Written task: Render every line of the entries below as a JSON list of strings, one string per line, with blank lines omitted.

The data:

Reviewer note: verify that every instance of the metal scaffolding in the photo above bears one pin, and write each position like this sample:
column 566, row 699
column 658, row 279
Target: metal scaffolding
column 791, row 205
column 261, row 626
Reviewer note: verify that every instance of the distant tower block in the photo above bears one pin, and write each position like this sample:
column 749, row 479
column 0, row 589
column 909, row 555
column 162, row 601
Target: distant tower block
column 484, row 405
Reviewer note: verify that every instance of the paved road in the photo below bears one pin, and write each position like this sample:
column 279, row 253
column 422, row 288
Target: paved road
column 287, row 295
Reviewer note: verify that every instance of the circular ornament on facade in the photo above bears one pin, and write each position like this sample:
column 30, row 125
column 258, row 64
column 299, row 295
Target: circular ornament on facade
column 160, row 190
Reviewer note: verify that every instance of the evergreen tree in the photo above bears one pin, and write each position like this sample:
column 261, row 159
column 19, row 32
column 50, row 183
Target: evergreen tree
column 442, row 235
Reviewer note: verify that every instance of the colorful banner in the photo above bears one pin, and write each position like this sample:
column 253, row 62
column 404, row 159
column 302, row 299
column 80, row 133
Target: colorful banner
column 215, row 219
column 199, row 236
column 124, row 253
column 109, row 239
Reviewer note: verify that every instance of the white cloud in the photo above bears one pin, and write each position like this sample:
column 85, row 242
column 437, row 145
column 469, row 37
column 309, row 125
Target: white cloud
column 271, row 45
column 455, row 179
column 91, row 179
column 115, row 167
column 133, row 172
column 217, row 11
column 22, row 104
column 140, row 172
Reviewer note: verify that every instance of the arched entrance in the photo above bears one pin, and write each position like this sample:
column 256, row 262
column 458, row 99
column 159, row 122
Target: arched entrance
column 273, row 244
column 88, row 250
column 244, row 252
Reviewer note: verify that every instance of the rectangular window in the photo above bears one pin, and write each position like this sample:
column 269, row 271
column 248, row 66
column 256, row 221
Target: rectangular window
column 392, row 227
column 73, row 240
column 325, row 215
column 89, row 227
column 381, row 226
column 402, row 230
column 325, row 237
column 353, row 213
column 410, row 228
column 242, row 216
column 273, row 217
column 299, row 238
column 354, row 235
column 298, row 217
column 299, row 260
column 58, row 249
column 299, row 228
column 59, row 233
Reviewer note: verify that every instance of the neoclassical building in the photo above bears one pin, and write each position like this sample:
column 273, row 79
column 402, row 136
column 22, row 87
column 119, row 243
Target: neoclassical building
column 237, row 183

Complete answer:
[
  "Reviewer note: verify that every instance of the metal scaffolding in the photo above bears one pin, and write each position like this sample:",
  "column 566, row 699",
  "column 658, row 279",
  "Target: metal scaffolding",
  "column 791, row 205",
  "column 261, row 626",
  "Reviewer note: verify that every instance of the distant tower block in the photo above bears one pin, and write each position like this sample:",
  "column 749, row 479",
  "column 0, row 589",
  "column 909, row 555",
  "column 162, row 601",
  "Target: distant tower block",
  "column 484, row 405",
  "Reviewer note: verify that every instance of the paved road in the photo below bears one pin, and write each position like this sample:",
  "column 279, row 253",
  "column 422, row 288",
  "Target: paved road",
  "column 287, row 295",
  "Reviewer note: verify that every instance of the circular ornament on facade in the photo above bears one pin, and write each position like this sample:",
  "column 30, row 125",
  "column 258, row 64",
  "column 299, row 295",
  "Target: circular ornament on facade",
  "column 160, row 190",
  "Reviewer note: verify that every instance of the evergreen tree in the photo above bears one pin, and write each position like this sample:",
  "column 261, row 159",
  "column 19, row 32",
  "column 50, row 183",
  "Target: evergreen tree",
  "column 442, row 235",
  "Reviewer note: verify that every instance of the colorful banner in the photo above bears one pin, and write each position like this sample:",
  "column 253, row 62",
  "column 404, row 159",
  "column 302, row 299",
  "column 80, row 133",
  "Target: colorful banner",
  "column 215, row 219",
  "column 199, row 236",
  "column 124, row 253",
  "column 109, row 239",
  "Reviewer note: verify that every instance of the white cloud in the photo above bears one pin, and write each position like this sample:",
  "column 85, row 242",
  "column 437, row 145",
  "column 469, row 37",
  "column 309, row 125",
  "Target: white cloud",
  "column 271, row 45",
  "column 455, row 179",
  "column 91, row 179",
  "column 115, row 167",
  "column 133, row 172",
  "column 217, row 11",
  "column 22, row 104",
  "column 140, row 172",
  "Reviewer note: verify that every instance of the arched entrance in the photo above bears one pin, and write each position like this sample:",
  "column 256, row 262",
  "column 458, row 99",
  "column 159, row 122",
  "Target: arched entrance",
  "column 273, row 244",
  "column 88, row 250",
  "column 244, row 252",
  "Reviewer note: verify that every instance of the rectangular window in the photo above bears one pin, and write each position like this sample:",
  "column 269, row 271",
  "column 248, row 66",
  "column 256, row 221",
  "Target: rectangular window",
  "column 392, row 227",
  "column 73, row 240",
  "column 325, row 215",
  "column 89, row 227",
  "column 381, row 226",
  "column 402, row 230",
  "column 325, row 237",
  "column 353, row 213",
  "column 410, row 228",
  "column 242, row 216",
  "column 273, row 217",
  "column 299, row 238",
  "column 354, row 235",
  "column 298, row 217",
  "column 299, row 260",
  "column 58, row 249",
  "column 299, row 228",
  "column 59, row 233",
  "Reviewer note: verify that every instance of the neoclassical building in the photo above bears one pin, and write each position like this sample:",
  "column 273, row 79",
  "column 402, row 136",
  "column 22, row 87",
  "column 119, row 243",
  "Target: neoclassical building",
  "column 237, row 183"
]